▶ **EXERCISE OBJECTIVE**:
Swap "traffic tally" for "survey count" throughout the records below and reproduce them otherwise unchanged, omitting the pictures.

** START OF LISTED RECORDS **

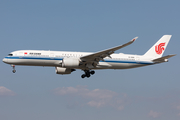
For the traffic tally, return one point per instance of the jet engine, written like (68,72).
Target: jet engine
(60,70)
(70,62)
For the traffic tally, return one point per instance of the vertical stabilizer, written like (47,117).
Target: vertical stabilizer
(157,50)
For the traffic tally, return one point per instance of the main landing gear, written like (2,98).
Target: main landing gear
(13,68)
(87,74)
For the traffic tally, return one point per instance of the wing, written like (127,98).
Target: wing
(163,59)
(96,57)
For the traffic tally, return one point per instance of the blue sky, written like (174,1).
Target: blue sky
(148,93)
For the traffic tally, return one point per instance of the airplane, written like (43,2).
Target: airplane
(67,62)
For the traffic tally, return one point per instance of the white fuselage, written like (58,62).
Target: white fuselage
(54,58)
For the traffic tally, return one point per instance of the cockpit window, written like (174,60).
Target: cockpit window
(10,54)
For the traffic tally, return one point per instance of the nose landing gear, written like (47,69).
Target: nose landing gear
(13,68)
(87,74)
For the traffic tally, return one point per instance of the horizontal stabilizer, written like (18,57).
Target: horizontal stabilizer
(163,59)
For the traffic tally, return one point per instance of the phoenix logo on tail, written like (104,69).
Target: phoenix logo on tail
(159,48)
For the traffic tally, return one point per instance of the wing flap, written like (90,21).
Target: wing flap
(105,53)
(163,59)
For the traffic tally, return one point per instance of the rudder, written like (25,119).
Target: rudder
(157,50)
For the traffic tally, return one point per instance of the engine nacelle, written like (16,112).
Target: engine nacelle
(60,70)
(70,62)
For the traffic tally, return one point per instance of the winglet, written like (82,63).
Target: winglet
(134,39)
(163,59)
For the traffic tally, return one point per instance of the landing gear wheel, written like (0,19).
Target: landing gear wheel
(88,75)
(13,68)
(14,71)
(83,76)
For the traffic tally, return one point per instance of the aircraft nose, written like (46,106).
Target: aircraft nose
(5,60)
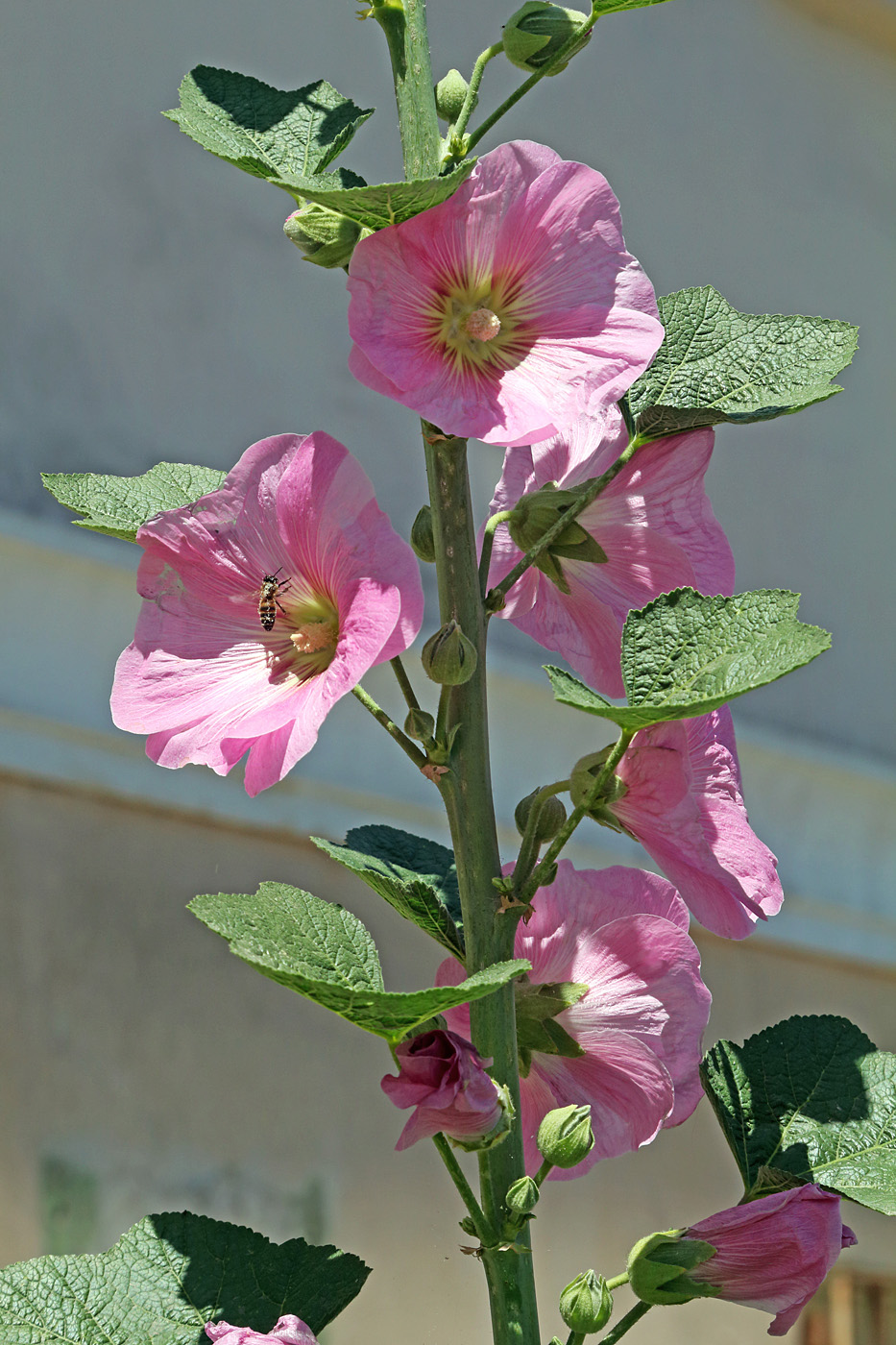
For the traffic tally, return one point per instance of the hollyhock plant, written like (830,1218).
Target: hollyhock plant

** END OF LISTED RECORDS **

▶ **ANSWER TO THIS PROBLEM**:
For the survey count, return one point per instance of the jet engine, written like (68,72).
Target: jet engine
(60,70)
(70,62)
For the survey count, return one point per instance of the vertical stabilizer, written like (47,117).
Target: vertical stabilizer
(157,50)
For the survey count, return one point per instance of the main landing gear, written like (2,98).
Target: main landing gear
(13,68)
(87,74)
For the survey count, return one point per instance of the wing, written like (127,98).
Target: wing
(163,59)
(96,57)
For the survey count, return one point per instance of the blue sky, written like (174,1).
Target: blue sky
(148,93)
For the survey count, return one point per instance of the airplane, written like (43,2).
Target: airplane
(67,62)
For the survey count, return one point per instance of the white fuselage, written like (58,62).
Target: white fuselage
(54,58)
For the survey count, return one point per instance of the cockpit window, written like (174,60).
Target: cockpit window
(10,54)
For the survey count, return one point per instance of the nose landing gear, written like (47,69).
Target: nose landing gear
(13,68)
(87,74)
For the survey count, return one point per instance of the horizontal stabilizer, written like (18,57).
Target: horizontal stabilizer
(163,59)
For the survey count, return one point per instance of the phoenix logo on tail, written like (104,69).
Target: phoenix logo on tail
(159,48)
For the survey count, return one point per instance of the wing flap, written like (90,21).
Target: wing flap
(105,53)
(163,59)
For the survey count, return one point per instance of the rudder, written like (25,119).
Target: rudder
(157,50)
For the survey count, return one point per instance of the engine nacelle, written like (16,112).
Target: engine nacelle
(60,70)
(70,62)
For the survey count, return one point per instance of the winglet, written like (82,63).
Target: winglet
(134,39)
(163,59)
For the survey count, return one point per instance of the landing gear wheel, written like (0,19).
Target: landing gear wheel
(88,75)
(13,68)
(14,71)
(83,76)
For the survey count, return one point per instance of the aircraft nose, written like (46,106).
Target: aircraft nose
(5,60)
For the survey count, return one point per instance of the hollyhock plant, written like (830,1218).
Target: hollyhock plant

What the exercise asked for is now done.